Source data
--------------------------------

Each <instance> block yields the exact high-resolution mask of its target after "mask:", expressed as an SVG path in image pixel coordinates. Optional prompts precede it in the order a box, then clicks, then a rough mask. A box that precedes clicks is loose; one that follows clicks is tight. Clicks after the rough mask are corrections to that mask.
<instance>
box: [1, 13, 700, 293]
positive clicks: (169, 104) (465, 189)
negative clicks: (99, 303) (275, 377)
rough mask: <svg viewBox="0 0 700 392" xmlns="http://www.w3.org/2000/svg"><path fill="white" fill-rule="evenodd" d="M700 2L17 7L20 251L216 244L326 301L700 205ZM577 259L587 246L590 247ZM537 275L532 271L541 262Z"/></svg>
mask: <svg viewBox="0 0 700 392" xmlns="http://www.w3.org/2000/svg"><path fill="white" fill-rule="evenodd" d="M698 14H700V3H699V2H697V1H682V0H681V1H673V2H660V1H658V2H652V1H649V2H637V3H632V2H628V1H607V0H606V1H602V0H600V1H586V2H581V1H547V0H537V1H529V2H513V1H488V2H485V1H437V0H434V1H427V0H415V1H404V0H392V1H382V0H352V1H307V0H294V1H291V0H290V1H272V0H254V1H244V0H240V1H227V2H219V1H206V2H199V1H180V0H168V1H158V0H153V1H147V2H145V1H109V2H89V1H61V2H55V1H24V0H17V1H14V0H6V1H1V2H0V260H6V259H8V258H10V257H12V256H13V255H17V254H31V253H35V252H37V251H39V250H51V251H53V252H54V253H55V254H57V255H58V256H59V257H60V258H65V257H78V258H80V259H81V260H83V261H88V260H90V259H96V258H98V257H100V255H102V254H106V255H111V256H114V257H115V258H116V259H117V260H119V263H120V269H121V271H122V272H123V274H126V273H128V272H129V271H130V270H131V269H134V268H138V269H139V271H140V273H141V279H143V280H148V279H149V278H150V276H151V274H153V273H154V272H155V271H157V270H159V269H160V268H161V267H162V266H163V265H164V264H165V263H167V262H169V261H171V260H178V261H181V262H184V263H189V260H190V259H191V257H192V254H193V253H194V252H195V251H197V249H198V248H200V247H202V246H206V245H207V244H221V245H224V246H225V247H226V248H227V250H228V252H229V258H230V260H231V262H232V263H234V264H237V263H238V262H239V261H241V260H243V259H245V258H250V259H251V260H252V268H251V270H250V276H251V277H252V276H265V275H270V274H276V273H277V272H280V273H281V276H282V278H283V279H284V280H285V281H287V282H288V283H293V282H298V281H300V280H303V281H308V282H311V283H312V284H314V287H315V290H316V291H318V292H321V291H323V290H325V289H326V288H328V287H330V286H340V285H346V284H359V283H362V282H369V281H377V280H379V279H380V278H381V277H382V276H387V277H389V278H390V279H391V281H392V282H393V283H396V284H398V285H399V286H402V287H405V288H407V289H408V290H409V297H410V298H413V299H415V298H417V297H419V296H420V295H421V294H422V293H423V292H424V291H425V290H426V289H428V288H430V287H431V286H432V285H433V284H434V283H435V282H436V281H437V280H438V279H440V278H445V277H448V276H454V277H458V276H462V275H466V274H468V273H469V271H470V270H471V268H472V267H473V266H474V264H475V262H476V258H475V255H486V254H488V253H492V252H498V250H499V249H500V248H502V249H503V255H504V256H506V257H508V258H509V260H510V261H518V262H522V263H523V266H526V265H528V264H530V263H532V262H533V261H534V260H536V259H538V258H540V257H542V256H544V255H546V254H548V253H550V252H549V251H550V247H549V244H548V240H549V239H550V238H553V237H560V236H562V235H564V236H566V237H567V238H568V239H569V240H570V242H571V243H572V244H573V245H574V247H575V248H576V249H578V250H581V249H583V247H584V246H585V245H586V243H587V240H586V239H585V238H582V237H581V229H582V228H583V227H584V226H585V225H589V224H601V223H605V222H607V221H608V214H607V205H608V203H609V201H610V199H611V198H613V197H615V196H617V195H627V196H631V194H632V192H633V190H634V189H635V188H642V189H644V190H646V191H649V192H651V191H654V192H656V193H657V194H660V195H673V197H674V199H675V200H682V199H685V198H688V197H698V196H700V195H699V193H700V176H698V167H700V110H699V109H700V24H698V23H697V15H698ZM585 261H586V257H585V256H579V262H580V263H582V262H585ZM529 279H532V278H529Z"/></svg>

--------------------------------

▸ **PROBLEM TO SOLVE**
Copy out every one of the items above character for character, with no changes.

▸ **WRITTEN SOLUTION**
Each <instance> block yields the exact high-resolution mask of its target after "mask:", expressed as an SVG path in image pixel coordinates. Optional prompts precede it in the order a box, then clicks, then a rough mask. A box that precedes clicks is loose; one that follows clicks is tight. Clicks after the rough mask are corrections to that mask.
<instance>
box: [1, 13, 700, 293]
positive clicks: (169, 104) (465, 189)
negative clicks: (99, 303) (275, 377)
rough mask: <svg viewBox="0 0 700 392" xmlns="http://www.w3.org/2000/svg"><path fill="white" fill-rule="evenodd" d="M700 2L17 7L20 251L216 244L326 301L700 205ZM577 259L587 246L590 247ZM537 275L532 271L541 262Z"/></svg>
mask: <svg viewBox="0 0 700 392" xmlns="http://www.w3.org/2000/svg"><path fill="white" fill-rule="evenodd" d="M698 14H700V3H699V2H697V1H682V0H681V1H673V2H660V1H658V2H652V1H649V2H637V3H632V2H628V1H607V0H606V1H602V0H600V1H586V2H581V1H547V0H537V1H529V2H513V1H488V2H485V1H437V0H434V1H427V0H415V1H404V0H392V1H382V0H352V1H307V0H294V1H291V0H290V1H272V0H254V1H244V0H240V1H227V2H219V1H206V2H199V1H180V0H168V1H158V0H153V1H147V2H145V1H109V2H89V1H61V2H55V1H24V0H17V1H14V0H6V1H1V2H0V260H6V259H8V258H10V257H12V256H13V255H17V254H31V253H35V252H37V251H39V250H51V251H53V252H54V253H55V254H57V255H58V256H59V257H60V258H65V257H78V258H80V259H81V260H83V261H88V260H90V259H96V258H98V257H100V255H102V254H106V255H111V256H114V257H115V258H116V259H117V260H119V263H120V269H121V271H122V272H123V274H126V273H128V272H129V271H130V270H131V269H134V268H138V269H139V271H140V273H141V279H143V280H148V279H149V278H150V276H151V274H153V273H154V272H155V271H157V270H159V269H160V268H161V267H162V266H163V265H164V264H165V263H167V262H169V261H171V260H178V261H181V262H184V263H189V260H190V259H191V257H192V254H193V253H194V252H195V251H197V249H198V248H200V247H202V246H206V245H207V244H221V245H224V246H225V247H226V248H227V250H228V252H229V258H230V260H231V262H232V263H234V264H237V263H238V262H239V261H241V260H243V259H245V258H250V259H251V260H252V268H251V270H250V276H251V277H252V276H265V275H270V274H276V273H277V272H280V273H281V276H282V278H283V279H284V280H285V281H287V282H288V283H293V282H298V281H300V280H303V281H308V282H311V283H312V284H314V287H315V290H316V291H318V292H321V291H323V290H325V289H326V288H328V287H330V286H340V285H346V284H359V283H362V282H369V281H377V280H379V279H380V278H381V277H382V276H387V277H389V278H390V279H391V281H392V282H393V283H396V284H398V285H399V286H402V287H405V288H407V289H408V290H409V297H410V298H413V299H415V298H417V297H419V296H420V295H421V294H422V293H423V292H424V291H425V290H426V289H428V288H430V287H431V286H432V285H433V284H434V283H435V282H436V281H437V280H438V279H440V278H445V277H448V276H454V277H458V276H462V275H466V274H468V273H469V271H470V270H471V268H472V267H473V266H474V264H475V262H476V258H475V255H486V254H488V253H492V252H498V250H499V249H500V248H502V249H503V255H504V256H506V257H508V258H509V260H510V261H518V262H522V263H523V266H526V265H528V264H530V263H532V262H533V261H534V260H536V259H538V258H540V257H542V256H544V255H546V254H548V253H550V252H549V251H550V247H549V244H548V240H549V239H550V238H553V237H560V236H562V235H564V236H566V237H567V238H568V239H569V240H570V242H571V243H572V244H573V245H574V247H575V248H576V249H578V250H581V249H583V247H584V246H585V245H586V243H587V240H586V239H585V238H582V237H581V229H582V228H583V227H584V226H585V225H589V224H601V223H605V222H607V221H608V214H607V205H608V203H609V201H610V199H611V198H613V197H615V196H617V195H627V196H631V194H632V192H633V190H634V189H635V188H642V189H644V190H646V191H649V192H651V191H654V192H656V193H657V194H660V195H673V197H674V199H675V200H682V199H685V198H688V197H698V196H700V195H699V193H700V176H698V167H700V110H699V109H700V24H698V23H697V15H698ZM585 261H586V257H585V256H579V262H580V263H582V262H585ZM529 279H532V278H529Z"/></svg>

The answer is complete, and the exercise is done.